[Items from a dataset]
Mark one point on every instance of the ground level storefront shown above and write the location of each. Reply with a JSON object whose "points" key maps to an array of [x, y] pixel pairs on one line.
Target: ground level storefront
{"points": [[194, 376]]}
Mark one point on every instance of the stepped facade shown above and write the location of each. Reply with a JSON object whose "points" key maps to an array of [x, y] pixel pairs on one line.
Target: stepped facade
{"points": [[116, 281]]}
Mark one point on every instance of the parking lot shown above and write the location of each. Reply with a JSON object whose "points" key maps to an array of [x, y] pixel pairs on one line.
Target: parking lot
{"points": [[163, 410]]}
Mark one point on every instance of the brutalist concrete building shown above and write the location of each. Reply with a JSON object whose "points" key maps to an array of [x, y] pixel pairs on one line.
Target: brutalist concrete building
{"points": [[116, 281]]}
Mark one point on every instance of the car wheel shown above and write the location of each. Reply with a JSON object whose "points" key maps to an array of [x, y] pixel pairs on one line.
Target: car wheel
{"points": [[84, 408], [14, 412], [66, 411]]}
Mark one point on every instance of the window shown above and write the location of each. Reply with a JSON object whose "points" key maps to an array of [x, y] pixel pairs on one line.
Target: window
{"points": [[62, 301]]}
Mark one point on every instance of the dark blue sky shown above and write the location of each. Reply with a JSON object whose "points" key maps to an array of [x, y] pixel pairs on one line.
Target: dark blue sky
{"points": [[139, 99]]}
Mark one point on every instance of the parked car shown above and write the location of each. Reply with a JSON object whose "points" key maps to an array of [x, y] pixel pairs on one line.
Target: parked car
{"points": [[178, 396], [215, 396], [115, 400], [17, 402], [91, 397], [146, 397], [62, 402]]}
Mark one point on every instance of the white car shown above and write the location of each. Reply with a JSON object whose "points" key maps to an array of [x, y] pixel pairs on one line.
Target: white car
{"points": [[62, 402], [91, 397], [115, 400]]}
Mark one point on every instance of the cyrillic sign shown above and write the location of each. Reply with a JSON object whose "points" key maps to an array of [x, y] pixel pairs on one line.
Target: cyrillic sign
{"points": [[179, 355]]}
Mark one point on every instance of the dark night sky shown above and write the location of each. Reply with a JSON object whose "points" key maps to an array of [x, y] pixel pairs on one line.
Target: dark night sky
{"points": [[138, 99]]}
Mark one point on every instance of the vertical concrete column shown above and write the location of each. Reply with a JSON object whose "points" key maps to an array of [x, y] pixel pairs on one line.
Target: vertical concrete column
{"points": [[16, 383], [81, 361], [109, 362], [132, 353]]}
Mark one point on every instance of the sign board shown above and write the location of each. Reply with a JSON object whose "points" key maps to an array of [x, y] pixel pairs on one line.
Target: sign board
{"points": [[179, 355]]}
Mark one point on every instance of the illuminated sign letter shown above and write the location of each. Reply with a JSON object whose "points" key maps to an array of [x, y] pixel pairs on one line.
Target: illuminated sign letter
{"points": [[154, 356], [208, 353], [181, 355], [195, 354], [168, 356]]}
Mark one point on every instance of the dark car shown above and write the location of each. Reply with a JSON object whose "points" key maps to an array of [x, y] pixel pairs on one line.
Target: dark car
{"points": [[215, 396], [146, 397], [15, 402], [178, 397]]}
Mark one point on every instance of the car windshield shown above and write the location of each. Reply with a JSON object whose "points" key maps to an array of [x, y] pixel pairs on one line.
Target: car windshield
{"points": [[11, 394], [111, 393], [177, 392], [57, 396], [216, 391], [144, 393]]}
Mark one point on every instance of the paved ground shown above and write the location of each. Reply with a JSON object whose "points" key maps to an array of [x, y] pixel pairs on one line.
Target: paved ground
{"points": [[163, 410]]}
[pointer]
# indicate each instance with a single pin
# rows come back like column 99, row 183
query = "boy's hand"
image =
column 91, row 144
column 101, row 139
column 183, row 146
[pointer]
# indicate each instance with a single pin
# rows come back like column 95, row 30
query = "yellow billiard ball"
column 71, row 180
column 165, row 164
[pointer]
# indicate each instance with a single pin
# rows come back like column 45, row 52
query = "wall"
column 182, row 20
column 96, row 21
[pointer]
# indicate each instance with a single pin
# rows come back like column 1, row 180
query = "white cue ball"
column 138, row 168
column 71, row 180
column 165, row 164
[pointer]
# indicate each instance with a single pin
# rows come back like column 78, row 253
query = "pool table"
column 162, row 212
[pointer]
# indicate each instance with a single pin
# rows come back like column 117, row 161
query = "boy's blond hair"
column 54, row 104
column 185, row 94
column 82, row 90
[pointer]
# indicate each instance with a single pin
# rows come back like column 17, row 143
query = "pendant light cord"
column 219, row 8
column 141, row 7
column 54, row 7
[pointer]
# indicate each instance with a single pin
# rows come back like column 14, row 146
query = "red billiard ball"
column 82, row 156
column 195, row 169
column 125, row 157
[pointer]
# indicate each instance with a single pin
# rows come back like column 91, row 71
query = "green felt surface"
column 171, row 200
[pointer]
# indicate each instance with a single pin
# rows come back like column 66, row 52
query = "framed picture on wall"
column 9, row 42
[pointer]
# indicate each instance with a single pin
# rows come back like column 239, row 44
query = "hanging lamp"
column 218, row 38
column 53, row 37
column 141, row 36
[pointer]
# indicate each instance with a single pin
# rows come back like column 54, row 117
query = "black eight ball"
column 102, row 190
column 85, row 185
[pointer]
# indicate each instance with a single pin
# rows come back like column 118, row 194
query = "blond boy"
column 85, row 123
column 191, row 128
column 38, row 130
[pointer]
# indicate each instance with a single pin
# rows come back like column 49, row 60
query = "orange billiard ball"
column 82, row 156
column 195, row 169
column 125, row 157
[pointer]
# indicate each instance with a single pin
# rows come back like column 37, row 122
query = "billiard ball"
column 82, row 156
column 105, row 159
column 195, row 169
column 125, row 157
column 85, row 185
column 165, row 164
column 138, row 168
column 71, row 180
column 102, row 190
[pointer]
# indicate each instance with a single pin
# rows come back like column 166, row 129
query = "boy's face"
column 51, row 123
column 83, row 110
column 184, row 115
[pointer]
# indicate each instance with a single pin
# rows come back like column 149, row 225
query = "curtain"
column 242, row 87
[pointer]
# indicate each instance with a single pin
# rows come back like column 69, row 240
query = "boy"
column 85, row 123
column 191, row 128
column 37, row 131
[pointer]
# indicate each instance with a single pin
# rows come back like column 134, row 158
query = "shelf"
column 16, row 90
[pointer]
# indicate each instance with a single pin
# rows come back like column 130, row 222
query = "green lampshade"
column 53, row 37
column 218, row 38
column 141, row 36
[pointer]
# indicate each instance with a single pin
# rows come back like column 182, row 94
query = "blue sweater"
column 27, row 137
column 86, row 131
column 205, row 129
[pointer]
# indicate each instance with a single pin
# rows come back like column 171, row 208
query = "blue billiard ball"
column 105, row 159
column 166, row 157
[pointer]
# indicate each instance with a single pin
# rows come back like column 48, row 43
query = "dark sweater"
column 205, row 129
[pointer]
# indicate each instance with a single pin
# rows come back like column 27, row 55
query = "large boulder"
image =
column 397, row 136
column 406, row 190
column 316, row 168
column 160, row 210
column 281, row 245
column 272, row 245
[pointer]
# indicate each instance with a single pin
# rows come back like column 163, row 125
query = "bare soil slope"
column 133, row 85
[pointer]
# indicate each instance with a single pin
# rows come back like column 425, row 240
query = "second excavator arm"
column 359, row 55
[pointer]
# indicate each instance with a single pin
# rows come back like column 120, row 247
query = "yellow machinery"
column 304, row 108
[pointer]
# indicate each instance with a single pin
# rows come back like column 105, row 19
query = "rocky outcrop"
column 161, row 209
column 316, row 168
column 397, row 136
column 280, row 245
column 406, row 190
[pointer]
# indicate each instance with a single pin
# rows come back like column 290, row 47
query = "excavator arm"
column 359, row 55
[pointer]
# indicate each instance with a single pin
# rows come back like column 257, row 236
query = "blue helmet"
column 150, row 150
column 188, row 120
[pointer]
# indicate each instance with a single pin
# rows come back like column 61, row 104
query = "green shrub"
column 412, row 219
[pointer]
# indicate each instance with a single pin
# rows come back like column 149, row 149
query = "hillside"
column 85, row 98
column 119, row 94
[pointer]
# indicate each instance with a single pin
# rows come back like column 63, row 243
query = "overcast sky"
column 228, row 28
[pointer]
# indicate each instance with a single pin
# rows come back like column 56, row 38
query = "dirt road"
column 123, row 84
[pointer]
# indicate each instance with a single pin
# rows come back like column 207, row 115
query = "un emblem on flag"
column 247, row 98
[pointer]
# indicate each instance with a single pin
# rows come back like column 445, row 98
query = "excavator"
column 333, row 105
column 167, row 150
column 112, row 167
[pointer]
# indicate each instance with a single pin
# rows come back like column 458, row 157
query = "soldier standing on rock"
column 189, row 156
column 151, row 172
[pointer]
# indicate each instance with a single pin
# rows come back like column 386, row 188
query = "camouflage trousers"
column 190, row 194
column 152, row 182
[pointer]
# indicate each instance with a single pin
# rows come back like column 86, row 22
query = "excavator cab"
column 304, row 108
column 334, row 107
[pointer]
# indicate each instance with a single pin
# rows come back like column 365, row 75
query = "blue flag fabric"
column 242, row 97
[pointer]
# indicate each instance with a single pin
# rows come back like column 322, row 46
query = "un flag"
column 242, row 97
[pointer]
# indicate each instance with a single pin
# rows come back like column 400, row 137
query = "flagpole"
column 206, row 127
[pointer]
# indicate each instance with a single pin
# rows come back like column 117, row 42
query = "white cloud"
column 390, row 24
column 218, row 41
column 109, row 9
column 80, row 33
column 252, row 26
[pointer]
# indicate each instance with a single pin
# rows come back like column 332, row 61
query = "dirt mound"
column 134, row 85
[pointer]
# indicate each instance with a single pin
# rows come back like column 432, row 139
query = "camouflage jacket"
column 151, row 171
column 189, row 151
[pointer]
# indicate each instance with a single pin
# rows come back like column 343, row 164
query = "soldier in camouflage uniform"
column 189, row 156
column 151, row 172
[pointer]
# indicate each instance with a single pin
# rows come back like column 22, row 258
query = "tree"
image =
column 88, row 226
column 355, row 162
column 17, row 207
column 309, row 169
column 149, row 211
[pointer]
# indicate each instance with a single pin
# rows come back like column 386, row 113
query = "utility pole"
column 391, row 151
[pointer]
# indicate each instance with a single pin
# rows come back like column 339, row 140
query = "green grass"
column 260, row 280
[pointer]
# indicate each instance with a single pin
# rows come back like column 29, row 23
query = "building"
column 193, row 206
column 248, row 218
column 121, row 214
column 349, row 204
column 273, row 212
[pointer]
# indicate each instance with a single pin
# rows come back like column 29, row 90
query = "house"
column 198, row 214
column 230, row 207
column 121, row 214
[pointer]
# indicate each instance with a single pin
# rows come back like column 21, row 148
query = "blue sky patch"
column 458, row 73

**WORK REQUIRED**
Please give back the records exactly as written, beginning at the first line and including the line that holds "Mark one point on every instance of the parked" as the last.

**TASK OUTPUT**
Mark one point on every instance of the ground level storefront shown above and write the location of each. Reply with a JSON object whose "points" key maps to an array of [x, y] pixel pairs on one line.
Target: ground level storefront
{"points": [[194, 376]]}
Mark one point on every instance of the stepped facade shown above and write the location of each. Reply with a JSON object whose "points" key maps to an array of [x, y] pixel pairs on one line.
Target: stepped facade
{"points": [[116, 281]]}
Mark one point on every instance of the parking lot shown above and write the location of each. Reply with a JSON object whose "points" key maps to an array of [x, y] pixel pairs on one line.
Target: parking lot
{"points": [[163, 410]]}
Mark one point on every instance of the brutalist concrete building shown above and write the location of each. Reply with a JSON object whose "points" key maps to an array of [x, y] pixel pairs on one line.
Target: brutalist concrete building
{"points": [[116, 281]]}
Mark one point on every instance of the car wheel shown above and write the location of each. Reply with a JSON object whose "points" key maps to an array of [x, y] pixel pairs on one line.
Target: car wheel
{"points": [[84, 408], [14, 412], [66, 411]]}
Mark one point on every instance of the window shown above and write the location of each. Reply with a JSON object whose "points" key maps to an array of [x, y] pixel pairs on one line.
Target: window
{"points": [[62, 301]]}
Mark one point on every instance of the dark blue sky shown above and write the location of each. Reply with a JSON object whose "points" key maps to an array of [x, y] pixel pairs on one line.
Target: dark blue sky
{"points": [[139, 99]]}
Mark one point on every instance of the parked car shown above and write the location of each. Reply with a JSON object whose "points" key maps to an array of [x, y] pixel pairs on one line.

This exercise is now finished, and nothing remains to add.